### The tasks:
• a. According to the passage on Rogation Days, on what date is the "Major Rogation" observed?
• b. Write the next part of the reflection on Rogation Days and Ascension, picking up right after its final sentence.

### Passage given:
________
“Rogation Days” and Ascension

We pray more intensely during these special days, precisely so as to gain the holy habit of “praying always.”

Detail from "The Ascension" (1801) by Benjamin West (WikiArt.org)

The three days prior to Ascension Thursday have been traditionally known as “Rogation Days” or the “Minor Litanies,” with the “Major Rogation” being observed on April 25. Their purpose was to beg God (rogare, to ask or beg) for His blessings on the harvest, thus prayers offered at the time of the sowing of the seed. The liturgical rites surrounding the days consisted of the Litany of the Saints and an outdoor procession encompassing the parish boundaries and blessing the fields therein. Actually, these days had their origin in the Robigalia of Pagan Rome as days of prayer (with processions) set aside to implore various gods for good weather and an abundant harvest. As the Church “baptized” these rituals, they also became days of penitence, the idea being that one needed to do penance in order to gain a favorable response to one’s prayers to the Almighty.

With the reform of the general calendar in 1969, these days were not eliminated so much as transferred to other realities. Thus episcopal conferences and diocesan bishops were encouraged to foster local observances connected to the same theme, namely, prayers for divine favor on the seed-planting and eventual harvest. This made sense since were a community located in a hemisphere where it was not seed-time, it would be better to transfer the ceremonies to the proper season for that locale. The feast of St. Isidore the Farmer is also an appropriate occasion. Several suitable Mass formularies can be found in the Roman Missal of 1970. In other words, the change was intended to make the ceremonies more meaningful and better celebrated; the reality, like so many other changes, had the exact opposite effect, so that the rogation days disappeared into oblivion for the most part.

This is most unfortunate for any number of reasons, however, the most important in my judgment is that it has brought about a loss of the Church’s connection to rural life – a loss for those who work our farms and a tragic loss for city-dwellers who fail to appreciate how dependent we are on the land for the basic necessities of life.

Today, leading up to Ascension Thursday, I would like to focus attention on the nature of intercessory prayer, prayer offered for our own particular intentions and prayer offered for the intentions of our loved ones or those most in need of our prayers.

Prayer is a sign of faith – an implicit and explicit acknowledgment that: a) Someone exists to hear our prayer, and, b) That Someone is more powerful than we and so can indeed do something for us. Our nation began with a Declaration of Independence from England; our life of faith grows through prayer – a declaration of dependence.
________
### Supplied entries:
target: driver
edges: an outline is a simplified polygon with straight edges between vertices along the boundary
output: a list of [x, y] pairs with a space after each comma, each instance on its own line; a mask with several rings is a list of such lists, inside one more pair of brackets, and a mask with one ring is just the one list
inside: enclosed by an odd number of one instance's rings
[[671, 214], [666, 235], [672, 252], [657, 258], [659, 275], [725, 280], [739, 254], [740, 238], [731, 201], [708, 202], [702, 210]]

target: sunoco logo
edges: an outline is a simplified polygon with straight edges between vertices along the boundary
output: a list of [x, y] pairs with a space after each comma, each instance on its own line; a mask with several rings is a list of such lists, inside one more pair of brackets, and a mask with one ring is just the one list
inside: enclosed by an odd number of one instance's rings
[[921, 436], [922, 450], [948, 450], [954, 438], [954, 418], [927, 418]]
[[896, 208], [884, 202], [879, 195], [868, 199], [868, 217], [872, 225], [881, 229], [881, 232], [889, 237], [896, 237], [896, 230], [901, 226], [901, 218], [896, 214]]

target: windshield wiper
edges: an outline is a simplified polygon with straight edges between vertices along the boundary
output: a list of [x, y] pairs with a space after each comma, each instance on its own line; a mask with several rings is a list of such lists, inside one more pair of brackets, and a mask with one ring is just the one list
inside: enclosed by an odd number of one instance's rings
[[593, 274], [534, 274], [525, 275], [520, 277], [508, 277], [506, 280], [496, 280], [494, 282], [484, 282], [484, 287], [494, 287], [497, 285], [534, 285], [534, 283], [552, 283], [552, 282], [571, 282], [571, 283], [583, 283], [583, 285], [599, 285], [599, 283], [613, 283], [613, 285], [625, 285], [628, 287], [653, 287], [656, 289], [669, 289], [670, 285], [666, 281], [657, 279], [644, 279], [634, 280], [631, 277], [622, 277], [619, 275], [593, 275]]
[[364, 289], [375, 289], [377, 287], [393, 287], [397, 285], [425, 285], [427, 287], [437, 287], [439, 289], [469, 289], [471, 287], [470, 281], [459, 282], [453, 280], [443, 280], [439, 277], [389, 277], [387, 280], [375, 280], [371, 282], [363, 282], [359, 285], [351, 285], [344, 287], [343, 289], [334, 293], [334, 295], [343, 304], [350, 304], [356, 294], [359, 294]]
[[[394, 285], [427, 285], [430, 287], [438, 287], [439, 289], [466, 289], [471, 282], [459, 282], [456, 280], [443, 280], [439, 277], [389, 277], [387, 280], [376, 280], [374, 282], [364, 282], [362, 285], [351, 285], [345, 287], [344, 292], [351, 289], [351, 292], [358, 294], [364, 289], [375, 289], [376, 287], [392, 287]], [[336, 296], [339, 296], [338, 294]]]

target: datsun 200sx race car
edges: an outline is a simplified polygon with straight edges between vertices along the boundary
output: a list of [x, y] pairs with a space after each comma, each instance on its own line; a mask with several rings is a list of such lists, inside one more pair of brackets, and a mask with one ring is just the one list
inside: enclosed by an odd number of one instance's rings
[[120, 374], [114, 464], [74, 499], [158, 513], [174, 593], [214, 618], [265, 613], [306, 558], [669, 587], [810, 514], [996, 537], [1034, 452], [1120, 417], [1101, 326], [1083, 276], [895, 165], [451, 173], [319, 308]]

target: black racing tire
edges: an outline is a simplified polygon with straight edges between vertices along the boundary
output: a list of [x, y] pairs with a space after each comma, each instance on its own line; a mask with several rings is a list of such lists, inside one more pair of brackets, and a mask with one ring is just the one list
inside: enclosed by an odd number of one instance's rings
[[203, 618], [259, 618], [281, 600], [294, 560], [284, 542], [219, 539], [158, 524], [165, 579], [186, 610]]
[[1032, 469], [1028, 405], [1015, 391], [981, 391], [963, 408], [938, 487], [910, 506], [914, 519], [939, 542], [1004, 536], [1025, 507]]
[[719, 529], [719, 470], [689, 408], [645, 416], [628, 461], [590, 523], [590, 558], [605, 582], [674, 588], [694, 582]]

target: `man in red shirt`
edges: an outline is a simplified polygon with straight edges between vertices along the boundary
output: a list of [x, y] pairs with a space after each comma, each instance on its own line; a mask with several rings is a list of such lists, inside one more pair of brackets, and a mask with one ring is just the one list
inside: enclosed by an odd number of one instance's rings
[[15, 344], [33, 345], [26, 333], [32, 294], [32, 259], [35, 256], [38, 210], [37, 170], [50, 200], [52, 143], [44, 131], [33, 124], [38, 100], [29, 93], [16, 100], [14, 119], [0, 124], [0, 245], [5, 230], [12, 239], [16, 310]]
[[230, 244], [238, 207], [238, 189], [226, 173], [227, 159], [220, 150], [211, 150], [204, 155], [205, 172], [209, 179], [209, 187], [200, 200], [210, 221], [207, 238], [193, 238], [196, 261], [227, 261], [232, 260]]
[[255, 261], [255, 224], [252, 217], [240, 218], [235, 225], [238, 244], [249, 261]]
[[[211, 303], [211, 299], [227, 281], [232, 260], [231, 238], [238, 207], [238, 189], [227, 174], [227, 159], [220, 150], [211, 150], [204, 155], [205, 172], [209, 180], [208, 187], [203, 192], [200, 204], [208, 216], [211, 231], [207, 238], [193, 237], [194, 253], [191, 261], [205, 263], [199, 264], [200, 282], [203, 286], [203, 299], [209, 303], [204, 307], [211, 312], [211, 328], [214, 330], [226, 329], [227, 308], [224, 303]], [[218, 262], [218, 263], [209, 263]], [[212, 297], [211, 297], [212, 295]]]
________
### Answers in order:
• a. April 25.

• b.
As you should know from your Catholic education, we can distinguish four “ends” or goals of prayer, best recalled through the acronym “ACTS”: adoration, contrition, thanksgiving, supplication. Notice, of course, that “supplication” or its synonym “petition” comes last. If we are honest, though, we must admit that most of our prayer is that of supplication, burning up the wires between ourselves and the Almighty with our wants.

That said, we are going to attend to that last form of prayer, all the while avoiding the spiritual pitfall of turning to God only in time of dire need. You know the type: No atheists in foxholes.

Therefore, first of all, I want to encourage you to be mature believers who understand what Our Lord means about the necessity of praying always (see Lk 18:1). Use that wonderful Catholic custom of the “Morning Offering” to consecrate your entire day to Almighty God and, in that way, be able to “pray always.”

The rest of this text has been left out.